- _ITEMS_:
## Begin
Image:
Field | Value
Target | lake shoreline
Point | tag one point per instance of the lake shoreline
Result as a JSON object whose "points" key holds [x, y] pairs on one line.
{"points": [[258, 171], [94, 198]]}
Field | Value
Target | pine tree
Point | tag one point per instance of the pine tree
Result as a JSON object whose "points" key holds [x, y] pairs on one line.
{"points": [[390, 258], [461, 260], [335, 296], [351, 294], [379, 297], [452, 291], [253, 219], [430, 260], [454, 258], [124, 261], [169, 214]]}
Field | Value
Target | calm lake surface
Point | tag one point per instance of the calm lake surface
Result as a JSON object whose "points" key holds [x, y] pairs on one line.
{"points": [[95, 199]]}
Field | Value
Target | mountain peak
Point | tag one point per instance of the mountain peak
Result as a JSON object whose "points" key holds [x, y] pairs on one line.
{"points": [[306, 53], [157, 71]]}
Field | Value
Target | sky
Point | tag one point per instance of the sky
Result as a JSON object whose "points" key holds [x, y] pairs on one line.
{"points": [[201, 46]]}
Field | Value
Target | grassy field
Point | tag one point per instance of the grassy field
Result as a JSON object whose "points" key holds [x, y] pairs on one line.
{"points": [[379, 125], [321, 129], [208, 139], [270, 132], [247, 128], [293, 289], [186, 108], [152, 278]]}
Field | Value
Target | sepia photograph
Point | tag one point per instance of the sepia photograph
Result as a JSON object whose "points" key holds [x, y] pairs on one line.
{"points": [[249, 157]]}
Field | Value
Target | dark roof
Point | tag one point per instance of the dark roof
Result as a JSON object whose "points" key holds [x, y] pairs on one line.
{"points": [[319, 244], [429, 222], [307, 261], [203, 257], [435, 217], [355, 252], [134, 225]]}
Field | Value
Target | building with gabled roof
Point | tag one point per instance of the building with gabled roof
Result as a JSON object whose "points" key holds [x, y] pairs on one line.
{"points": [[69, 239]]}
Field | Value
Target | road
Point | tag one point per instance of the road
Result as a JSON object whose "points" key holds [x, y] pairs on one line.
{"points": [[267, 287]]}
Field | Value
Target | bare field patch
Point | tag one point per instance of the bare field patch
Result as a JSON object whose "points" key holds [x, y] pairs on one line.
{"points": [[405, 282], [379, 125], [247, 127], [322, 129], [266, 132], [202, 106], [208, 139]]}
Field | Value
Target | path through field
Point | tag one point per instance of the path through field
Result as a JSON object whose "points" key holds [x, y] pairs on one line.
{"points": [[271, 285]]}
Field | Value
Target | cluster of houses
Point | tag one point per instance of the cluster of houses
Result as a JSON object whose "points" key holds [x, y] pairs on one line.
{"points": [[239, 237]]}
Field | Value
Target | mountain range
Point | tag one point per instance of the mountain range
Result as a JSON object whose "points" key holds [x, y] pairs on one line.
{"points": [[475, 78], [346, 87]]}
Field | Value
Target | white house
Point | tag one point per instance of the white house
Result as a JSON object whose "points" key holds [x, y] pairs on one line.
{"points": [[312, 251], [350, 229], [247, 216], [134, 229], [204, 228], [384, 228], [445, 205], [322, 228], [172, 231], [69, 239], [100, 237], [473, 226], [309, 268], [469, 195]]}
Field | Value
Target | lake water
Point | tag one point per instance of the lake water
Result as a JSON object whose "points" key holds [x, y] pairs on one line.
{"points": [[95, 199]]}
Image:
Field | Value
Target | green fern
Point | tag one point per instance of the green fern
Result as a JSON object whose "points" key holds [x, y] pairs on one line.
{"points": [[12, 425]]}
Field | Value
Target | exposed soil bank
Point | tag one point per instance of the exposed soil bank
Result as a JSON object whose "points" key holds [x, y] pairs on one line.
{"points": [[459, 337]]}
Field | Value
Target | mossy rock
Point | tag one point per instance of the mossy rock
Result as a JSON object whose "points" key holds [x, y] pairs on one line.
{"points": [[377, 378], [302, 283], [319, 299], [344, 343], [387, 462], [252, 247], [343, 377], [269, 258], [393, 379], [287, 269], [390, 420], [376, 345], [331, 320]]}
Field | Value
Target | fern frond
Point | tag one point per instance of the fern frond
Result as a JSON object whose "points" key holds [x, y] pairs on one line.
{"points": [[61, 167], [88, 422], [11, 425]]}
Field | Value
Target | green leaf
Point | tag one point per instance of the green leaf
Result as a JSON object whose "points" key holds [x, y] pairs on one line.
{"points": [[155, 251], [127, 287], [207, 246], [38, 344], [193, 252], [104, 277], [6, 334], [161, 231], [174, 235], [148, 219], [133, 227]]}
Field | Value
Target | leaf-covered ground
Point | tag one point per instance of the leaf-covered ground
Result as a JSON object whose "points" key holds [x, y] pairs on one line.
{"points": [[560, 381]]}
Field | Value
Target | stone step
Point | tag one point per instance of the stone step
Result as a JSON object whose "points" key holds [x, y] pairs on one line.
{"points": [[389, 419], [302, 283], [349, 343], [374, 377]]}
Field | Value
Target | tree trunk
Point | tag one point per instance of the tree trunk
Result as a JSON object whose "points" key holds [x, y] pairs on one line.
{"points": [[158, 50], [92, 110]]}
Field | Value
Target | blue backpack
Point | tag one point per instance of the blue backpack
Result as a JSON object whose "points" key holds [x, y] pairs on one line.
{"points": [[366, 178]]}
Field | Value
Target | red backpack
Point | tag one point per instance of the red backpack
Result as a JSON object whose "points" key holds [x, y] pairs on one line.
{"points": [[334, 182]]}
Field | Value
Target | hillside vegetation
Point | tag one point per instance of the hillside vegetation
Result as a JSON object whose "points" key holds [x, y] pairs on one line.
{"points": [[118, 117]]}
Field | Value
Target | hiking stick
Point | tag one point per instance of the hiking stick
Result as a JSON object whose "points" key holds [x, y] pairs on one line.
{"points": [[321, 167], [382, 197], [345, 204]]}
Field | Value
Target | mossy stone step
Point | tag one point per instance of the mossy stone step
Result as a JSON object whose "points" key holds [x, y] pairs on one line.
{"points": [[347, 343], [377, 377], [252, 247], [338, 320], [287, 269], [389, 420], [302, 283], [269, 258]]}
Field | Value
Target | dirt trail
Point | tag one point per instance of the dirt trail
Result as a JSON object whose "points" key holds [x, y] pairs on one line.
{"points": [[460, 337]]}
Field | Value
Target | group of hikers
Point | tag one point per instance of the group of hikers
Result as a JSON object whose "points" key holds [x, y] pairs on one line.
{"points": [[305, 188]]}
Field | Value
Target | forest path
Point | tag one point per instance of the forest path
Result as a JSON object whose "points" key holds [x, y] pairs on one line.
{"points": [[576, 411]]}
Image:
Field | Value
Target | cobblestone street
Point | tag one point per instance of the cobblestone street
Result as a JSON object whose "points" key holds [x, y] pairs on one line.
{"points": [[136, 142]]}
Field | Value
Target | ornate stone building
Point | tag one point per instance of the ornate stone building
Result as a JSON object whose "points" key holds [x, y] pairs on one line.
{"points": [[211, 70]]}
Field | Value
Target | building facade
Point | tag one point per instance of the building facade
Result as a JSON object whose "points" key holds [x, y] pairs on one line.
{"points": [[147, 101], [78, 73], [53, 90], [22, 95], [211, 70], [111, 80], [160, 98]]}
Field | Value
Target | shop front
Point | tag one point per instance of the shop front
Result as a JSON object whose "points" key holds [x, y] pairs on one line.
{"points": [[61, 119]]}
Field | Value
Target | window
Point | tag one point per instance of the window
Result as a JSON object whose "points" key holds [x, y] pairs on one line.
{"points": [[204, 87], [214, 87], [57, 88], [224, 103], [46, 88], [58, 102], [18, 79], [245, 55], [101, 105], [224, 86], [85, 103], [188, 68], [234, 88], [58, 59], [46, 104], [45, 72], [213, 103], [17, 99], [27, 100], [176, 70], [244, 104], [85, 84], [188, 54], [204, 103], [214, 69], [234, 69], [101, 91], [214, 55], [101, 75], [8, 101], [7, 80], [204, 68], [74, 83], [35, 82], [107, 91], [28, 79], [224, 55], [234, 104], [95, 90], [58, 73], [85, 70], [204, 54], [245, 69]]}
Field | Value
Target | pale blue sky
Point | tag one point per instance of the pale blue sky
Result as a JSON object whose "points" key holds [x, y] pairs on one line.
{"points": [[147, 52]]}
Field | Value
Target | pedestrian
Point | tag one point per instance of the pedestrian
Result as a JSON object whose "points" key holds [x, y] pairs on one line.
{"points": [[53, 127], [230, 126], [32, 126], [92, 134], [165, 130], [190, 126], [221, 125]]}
## End
- _YOUR OBJECTIVE_: Which lines above contain the word "forest"? List each of them, copied in full.

- _ANSWER TO THE EXERCISE_:
Target | forest path
Point | tag one point per instance of the forest path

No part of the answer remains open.